* SUPPLIED DATA *
* * * * *
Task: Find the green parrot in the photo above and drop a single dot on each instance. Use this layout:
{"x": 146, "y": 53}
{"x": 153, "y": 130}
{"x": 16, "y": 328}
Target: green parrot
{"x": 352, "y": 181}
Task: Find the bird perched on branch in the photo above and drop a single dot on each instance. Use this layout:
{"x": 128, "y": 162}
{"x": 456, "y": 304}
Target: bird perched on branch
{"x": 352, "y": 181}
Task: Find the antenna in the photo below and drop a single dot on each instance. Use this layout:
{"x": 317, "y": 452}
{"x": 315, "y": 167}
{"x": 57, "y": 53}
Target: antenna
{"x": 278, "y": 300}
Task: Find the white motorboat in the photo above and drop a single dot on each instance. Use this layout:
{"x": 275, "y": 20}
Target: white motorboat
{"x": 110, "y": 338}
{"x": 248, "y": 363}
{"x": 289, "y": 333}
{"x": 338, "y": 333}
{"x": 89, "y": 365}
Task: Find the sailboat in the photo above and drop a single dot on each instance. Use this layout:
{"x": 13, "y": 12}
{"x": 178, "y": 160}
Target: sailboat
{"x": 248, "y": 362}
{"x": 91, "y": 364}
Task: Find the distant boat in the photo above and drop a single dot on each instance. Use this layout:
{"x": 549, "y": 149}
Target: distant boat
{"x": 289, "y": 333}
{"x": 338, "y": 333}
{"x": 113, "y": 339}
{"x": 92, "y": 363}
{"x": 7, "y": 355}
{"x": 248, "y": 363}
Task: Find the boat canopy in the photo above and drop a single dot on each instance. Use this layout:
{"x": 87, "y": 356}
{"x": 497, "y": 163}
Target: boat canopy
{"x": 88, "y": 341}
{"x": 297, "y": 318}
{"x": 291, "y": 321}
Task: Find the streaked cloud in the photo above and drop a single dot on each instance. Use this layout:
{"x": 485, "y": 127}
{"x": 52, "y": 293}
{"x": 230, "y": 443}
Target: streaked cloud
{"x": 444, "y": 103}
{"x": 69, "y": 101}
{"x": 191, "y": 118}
* * * * *
* WHAT YOU NEED TO DO *
Reproduce the whole listing word for word.

* EXERCISE RESPONSE *
Task: Find the green parrot in the photo above and drop a single dot on each instance. Use this layout:
{"x": 146, "y": 53}
{"x": 153, "y": 130}
{"x": 16, "y": 328}
Target: green parrot
{"x": 352, "y": 181}
Task: Find the bird perched on branch in the photo above and drop a single dot on each instance. Use this layout:
{"x": 128, "y": 162}
{"x": 456, "y": 304}
Target: bird perched on branch
{"x": 352, "y": 181}
Task: Find the antenna in the photo below and drop a single dot on each instance. Use this layout:
{"x": 317, "y": 452}
{"x": 315, "y": 167}
{"x": 57, "y": 53}
Target: antenna
{"x": 278, "y": 300}
Task: Find the white motorboat in the photo above and drop a single dot on each instance. Use this layout:
{"x": 275, "y": 20}
Target: white motorboat
{"x": 110, "y": 338}
{"x": 248, "y": 363}
{"x": 289, "y": 333}
{"x": 338, "y": 333}
{"x": 89, "y": 365}
Task: Find the sailboat in the photo above and drop a single dot on each instance. Use this layout:
{"x": 13, "y": 12}
{"x": 178, "y": 160}
Target: sailboat
{"x": 248, "y": 362}
{"x": 91, "y": 364}
Task: Find the distant boat in the photo above and drop a single dot on each instance. Use this layout:
{"x": 549, "y": 149}
Target: distant boat
{"x": 289, "y": 333}
{"x": 338, "y": 333}
{"x": 113, "y": 339}
{"x": 92, "y": 363}
{"x": 7, "y": 355}
{"x": 248, "y": 363}
Task: Find the boat canopy in the photo above and drop a single dot on each instance. Use this layout:
{"x": 87, "y": 356}
{"x": 497, "y": 163}
Target: boat canopy
{"x": 88, "y": 341}
{"x": 297, "y": 318}
{"x": 291, "y": 321}
Task: Find the streaked cloud in the photo above and drop a single dot on each instance. Use this layout:
{"x": 485, "y": 127}
{"x": 52, "y": 293}
{"x": 230, "y": 443}
Target: streaked cloud
{"x": 444, "y": 103}
{"x": 69, "y": 101}
{"x": 191, "y": 118}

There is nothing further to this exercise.